- **DIRECTIVE**
Pull out each line from the items below that contains the string "grass" and list those lines.

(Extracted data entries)
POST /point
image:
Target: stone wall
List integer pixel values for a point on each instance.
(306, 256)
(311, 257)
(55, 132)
--
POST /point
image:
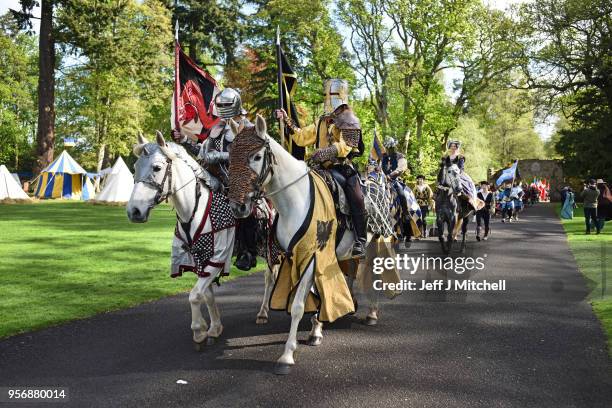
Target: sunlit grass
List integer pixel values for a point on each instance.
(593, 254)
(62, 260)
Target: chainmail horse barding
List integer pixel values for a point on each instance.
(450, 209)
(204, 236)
--
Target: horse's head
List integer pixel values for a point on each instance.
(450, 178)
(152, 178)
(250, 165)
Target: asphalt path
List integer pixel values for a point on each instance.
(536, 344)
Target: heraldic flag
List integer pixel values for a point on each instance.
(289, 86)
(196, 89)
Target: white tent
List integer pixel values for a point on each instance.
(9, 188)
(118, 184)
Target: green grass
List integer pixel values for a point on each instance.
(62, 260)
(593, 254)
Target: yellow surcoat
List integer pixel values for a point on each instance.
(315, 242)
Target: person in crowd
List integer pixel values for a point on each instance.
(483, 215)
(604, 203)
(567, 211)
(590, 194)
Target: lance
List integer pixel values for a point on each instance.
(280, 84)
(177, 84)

- **RESPONSE**
Target: sunlit grass
Target: green grass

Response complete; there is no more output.